▸ **Prompt**
Copy the Spyguard Pro thread starting at "## BMR777 (Apr" and ending at "help you out.", substituting "anti-spyware" for each "antispyware".

▸ **Text passage**
Content starts
# Spyguard Pro?



## granola20 (Nov 22, 2007)

I was recently on the site Pyzam and a sudden application came up called Spyguard Pro. I tried to uninstall it, but it wouldn't let me. I do not have an anti-virus installed (now wished I had!) and I tried installing Mcafee which comes free with my internet, however it will not install. Every time I try to, it restarts my computer.
Is there anyway I can get rid of this Spyguard Pro program, and is it a virus?

Thanks in advance.


----------



## BMR777 (Apr 27, 2005)

There is a program called Spyguardian Pro that is listed as Rogue / Bad by 2spyware.com. Click here for more info.


Anyway, the program you have is not a real antispyware program, especially if it installed by itself. My guess is it is saying you have spyware on the system but you need to pay to remove it. A lot of these fake antispyware programs make up fake spyware to get you to pay.

Anyway, follow the *5 Steps* to scan your system and post a HijackThis log. The experts in the HijackThis section will help you out.

BMR777


----------



## granola20 (Nov 22, 2007)
Content ends
▸ **Records shown**
Content starts
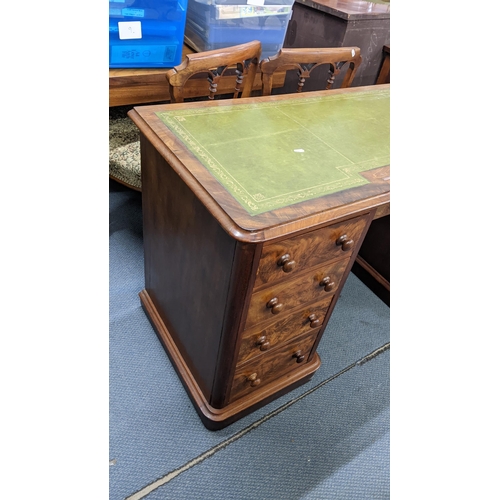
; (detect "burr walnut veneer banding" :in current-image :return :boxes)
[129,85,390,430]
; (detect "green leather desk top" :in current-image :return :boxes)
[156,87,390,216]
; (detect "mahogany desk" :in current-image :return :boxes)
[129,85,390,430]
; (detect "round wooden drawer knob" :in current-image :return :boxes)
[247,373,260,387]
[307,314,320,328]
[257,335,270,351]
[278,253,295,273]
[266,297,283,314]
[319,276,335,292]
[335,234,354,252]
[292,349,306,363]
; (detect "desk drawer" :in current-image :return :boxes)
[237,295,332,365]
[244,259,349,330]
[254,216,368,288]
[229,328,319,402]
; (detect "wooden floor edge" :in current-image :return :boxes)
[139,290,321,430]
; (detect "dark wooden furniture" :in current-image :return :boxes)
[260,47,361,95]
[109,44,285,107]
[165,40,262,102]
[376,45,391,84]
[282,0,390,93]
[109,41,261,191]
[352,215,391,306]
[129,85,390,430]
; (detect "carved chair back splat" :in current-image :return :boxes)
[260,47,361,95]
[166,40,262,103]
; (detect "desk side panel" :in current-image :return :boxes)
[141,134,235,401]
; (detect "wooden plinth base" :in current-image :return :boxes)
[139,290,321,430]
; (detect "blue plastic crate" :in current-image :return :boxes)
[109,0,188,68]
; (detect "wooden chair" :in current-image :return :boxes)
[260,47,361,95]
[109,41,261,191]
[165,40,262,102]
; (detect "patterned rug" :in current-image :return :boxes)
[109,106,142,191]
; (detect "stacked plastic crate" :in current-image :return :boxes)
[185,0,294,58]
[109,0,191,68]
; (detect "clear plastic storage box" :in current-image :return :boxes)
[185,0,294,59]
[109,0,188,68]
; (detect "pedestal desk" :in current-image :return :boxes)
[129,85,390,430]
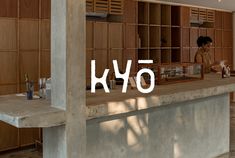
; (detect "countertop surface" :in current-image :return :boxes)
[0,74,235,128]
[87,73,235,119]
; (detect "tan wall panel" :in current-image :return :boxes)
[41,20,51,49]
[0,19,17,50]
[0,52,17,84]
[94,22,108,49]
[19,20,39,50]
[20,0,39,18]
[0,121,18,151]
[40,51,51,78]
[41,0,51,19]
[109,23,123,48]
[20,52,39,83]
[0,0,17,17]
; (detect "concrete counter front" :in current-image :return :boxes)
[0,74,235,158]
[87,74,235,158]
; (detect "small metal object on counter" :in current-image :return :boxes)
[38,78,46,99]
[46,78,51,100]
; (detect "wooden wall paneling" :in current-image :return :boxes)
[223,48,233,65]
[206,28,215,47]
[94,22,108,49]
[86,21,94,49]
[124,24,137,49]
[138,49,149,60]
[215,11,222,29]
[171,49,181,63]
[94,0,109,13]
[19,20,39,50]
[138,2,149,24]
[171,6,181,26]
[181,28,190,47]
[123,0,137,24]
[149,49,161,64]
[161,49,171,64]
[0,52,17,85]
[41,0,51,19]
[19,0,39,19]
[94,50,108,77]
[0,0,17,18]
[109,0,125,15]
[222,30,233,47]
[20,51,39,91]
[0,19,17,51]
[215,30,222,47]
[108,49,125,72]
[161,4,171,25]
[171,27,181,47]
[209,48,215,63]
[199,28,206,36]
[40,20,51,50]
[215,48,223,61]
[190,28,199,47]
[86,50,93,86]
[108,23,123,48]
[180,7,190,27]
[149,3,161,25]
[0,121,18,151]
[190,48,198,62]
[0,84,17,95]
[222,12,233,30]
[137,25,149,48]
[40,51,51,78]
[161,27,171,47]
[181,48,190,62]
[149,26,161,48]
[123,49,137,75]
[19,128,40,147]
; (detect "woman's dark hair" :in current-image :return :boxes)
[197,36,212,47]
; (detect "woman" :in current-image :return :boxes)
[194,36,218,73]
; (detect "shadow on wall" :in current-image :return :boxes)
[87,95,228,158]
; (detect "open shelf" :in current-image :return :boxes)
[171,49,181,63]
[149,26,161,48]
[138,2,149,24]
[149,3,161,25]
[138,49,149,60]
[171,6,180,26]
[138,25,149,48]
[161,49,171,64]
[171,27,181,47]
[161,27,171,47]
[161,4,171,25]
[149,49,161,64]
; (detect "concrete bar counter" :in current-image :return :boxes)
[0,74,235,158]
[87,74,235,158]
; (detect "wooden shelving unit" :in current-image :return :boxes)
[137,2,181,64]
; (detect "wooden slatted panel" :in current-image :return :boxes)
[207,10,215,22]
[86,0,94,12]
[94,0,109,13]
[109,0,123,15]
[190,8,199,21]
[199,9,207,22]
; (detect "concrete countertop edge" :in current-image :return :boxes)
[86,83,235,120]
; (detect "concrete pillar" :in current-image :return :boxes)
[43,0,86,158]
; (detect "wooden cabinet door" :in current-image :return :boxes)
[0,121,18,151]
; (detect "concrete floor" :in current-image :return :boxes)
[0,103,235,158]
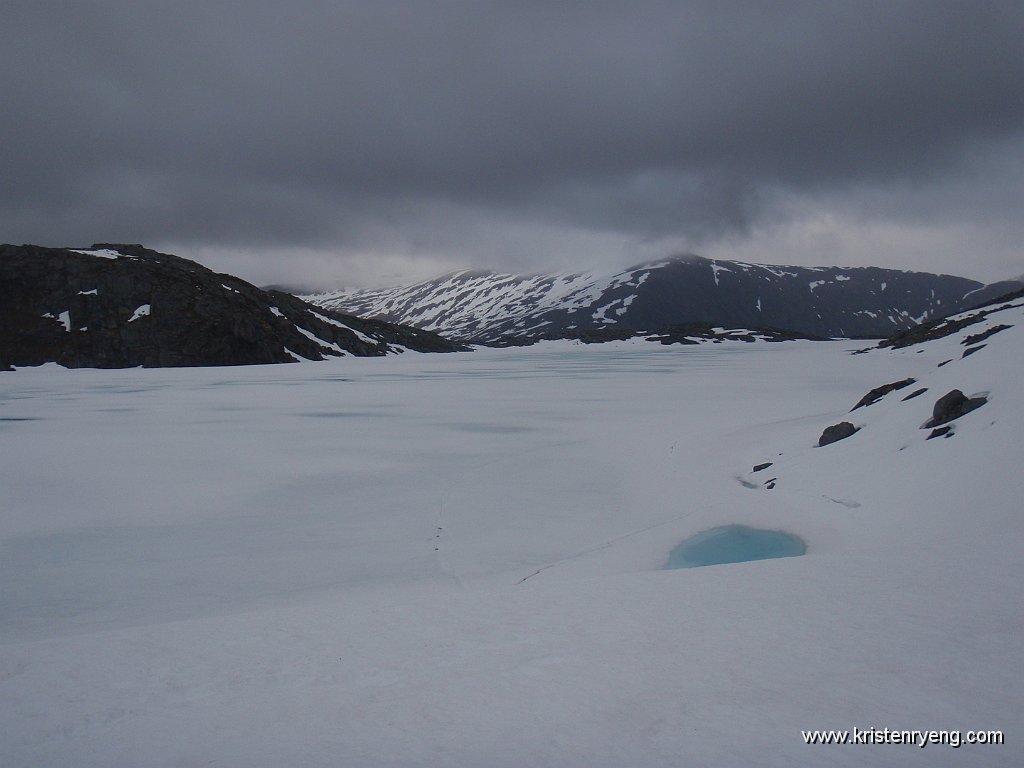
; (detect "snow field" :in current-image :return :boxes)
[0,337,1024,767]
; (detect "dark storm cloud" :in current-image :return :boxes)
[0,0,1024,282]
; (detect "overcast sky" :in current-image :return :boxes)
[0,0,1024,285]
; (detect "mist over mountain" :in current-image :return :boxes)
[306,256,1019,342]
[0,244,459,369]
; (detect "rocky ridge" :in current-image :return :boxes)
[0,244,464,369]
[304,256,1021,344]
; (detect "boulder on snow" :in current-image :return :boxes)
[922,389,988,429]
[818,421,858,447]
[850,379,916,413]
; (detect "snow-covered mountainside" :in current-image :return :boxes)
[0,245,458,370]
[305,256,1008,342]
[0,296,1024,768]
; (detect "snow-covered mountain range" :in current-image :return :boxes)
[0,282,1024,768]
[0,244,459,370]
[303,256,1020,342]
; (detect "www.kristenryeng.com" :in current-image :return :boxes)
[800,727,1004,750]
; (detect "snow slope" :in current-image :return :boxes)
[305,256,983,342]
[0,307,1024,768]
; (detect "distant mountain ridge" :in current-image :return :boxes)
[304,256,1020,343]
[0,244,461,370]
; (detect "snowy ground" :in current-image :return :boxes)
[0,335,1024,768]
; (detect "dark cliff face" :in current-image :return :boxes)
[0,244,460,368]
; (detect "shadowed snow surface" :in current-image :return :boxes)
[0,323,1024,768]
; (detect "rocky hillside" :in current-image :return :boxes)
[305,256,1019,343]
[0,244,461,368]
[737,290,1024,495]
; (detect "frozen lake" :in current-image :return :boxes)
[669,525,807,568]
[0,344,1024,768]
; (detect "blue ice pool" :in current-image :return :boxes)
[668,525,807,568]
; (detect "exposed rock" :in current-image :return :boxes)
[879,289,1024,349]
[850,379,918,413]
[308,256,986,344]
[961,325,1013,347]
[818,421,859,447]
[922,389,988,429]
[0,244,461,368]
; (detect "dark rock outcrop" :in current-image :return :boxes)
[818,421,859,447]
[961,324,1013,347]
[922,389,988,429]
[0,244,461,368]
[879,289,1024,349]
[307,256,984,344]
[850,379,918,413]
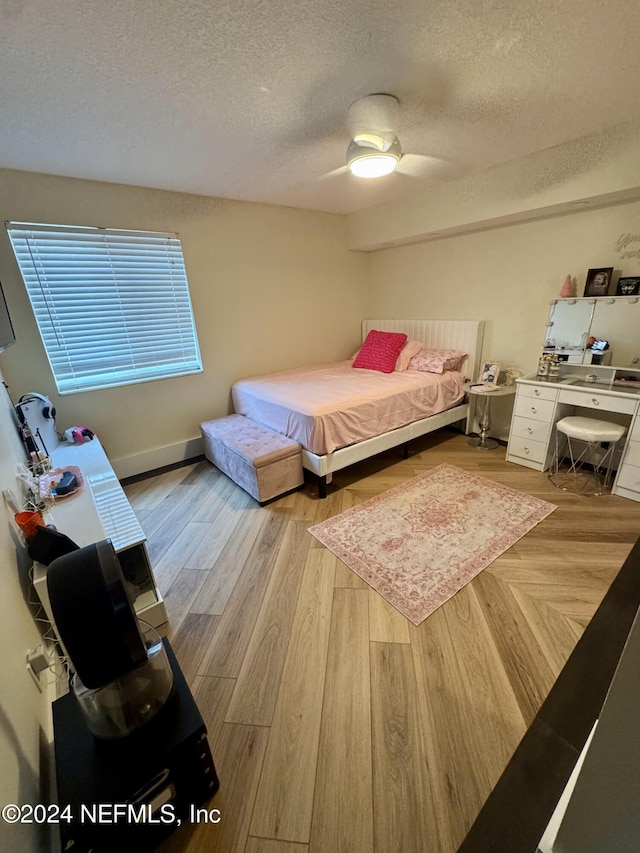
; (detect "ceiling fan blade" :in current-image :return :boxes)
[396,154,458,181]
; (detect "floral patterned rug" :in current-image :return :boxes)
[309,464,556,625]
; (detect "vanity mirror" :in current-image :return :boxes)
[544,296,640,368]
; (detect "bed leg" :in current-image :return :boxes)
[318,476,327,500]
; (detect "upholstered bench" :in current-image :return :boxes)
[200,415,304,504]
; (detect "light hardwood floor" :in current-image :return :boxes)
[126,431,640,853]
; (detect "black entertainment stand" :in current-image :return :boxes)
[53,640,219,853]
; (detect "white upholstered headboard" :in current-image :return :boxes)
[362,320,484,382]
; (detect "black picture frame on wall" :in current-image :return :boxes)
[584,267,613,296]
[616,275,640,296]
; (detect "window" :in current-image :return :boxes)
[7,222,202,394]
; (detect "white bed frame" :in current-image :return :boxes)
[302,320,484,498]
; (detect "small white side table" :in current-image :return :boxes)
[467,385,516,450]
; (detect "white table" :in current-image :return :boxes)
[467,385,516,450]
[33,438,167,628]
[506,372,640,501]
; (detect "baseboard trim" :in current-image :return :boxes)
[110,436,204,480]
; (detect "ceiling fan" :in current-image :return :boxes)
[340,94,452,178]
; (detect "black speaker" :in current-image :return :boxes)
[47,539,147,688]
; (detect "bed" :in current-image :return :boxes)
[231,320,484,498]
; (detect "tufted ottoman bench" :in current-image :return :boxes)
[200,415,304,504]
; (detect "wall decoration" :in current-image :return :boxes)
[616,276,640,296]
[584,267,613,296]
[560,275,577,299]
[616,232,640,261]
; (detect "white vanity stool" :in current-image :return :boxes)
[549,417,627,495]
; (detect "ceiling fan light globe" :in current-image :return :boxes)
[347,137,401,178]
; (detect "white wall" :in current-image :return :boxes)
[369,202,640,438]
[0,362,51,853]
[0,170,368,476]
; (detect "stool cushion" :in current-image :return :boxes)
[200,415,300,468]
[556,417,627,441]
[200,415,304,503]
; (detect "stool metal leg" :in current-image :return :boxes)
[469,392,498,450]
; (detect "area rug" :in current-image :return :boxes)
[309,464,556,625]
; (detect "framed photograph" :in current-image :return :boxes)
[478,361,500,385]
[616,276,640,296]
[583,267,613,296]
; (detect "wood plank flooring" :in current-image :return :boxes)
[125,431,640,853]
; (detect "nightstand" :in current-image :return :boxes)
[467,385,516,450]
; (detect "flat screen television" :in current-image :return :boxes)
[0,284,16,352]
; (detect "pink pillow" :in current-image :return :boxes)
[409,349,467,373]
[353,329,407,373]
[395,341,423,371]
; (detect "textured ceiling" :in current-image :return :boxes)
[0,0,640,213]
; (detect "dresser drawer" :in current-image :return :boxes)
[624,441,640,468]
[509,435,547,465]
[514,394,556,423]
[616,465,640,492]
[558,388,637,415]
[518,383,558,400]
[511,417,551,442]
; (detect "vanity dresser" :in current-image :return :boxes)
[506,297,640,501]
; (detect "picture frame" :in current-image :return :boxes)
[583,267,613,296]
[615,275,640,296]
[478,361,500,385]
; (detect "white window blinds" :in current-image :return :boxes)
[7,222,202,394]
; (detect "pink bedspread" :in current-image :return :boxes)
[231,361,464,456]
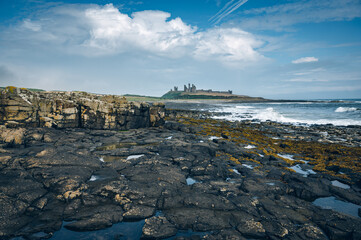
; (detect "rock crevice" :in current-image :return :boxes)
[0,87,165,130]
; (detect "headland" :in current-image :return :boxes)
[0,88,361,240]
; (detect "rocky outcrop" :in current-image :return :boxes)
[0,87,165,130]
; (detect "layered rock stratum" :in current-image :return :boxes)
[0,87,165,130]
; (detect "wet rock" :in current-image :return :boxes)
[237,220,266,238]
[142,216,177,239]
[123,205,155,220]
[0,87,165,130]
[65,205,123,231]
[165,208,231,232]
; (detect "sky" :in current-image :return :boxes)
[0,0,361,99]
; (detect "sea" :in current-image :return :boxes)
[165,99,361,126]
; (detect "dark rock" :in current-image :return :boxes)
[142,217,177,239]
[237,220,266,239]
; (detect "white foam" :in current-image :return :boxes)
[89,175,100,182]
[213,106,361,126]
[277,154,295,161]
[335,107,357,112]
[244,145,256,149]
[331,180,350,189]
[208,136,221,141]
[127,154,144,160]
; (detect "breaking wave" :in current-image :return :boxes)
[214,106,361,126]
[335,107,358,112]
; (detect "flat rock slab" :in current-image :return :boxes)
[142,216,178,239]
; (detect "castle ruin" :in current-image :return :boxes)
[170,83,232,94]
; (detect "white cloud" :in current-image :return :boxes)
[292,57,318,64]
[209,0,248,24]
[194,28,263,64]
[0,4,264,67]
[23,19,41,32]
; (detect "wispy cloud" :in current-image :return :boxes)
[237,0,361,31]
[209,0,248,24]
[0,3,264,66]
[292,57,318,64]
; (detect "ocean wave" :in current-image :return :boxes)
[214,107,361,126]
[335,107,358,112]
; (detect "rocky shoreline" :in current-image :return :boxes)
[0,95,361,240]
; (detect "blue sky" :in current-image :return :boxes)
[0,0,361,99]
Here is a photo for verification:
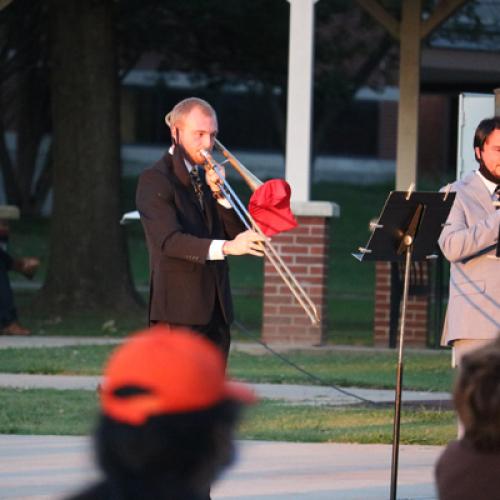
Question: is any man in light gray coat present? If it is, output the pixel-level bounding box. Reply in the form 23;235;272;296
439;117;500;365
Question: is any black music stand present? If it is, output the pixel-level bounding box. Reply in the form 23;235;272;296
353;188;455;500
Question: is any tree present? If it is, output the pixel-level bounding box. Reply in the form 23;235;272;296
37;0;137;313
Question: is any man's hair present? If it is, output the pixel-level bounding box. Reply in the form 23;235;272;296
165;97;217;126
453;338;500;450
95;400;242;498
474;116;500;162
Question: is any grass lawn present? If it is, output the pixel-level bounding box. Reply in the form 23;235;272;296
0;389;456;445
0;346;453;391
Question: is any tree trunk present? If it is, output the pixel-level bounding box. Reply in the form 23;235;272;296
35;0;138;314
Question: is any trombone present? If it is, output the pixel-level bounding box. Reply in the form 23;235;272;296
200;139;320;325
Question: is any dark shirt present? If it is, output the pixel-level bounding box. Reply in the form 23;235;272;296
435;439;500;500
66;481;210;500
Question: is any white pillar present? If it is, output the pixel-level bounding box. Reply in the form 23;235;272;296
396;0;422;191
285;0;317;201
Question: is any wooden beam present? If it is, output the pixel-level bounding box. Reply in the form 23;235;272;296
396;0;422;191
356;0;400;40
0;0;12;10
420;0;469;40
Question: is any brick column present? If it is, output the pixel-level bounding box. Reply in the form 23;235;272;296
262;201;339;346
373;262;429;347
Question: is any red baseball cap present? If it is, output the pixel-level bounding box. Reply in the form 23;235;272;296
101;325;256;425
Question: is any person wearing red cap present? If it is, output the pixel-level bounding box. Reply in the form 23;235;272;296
Content ends
▸ **Expected answer**
## BMR777 (Apr 27, 2005)

There is a program called Spyguardian Pro that is listed as Rogue / Bad by 2spyware.com. Click here for more info.


Anyway, the program you have is not a real anti-spyware program, especially if it installed by itself. My guess is it is saying you have spyware on the system but you need to pay to remove it. A lot of these fake anti-spyware programs make up fake spyware to get you to pay.

Anyway, follow the *5 Steps* to scan your system and post a HijackThis log. The experts in the HijackThis section will help you out.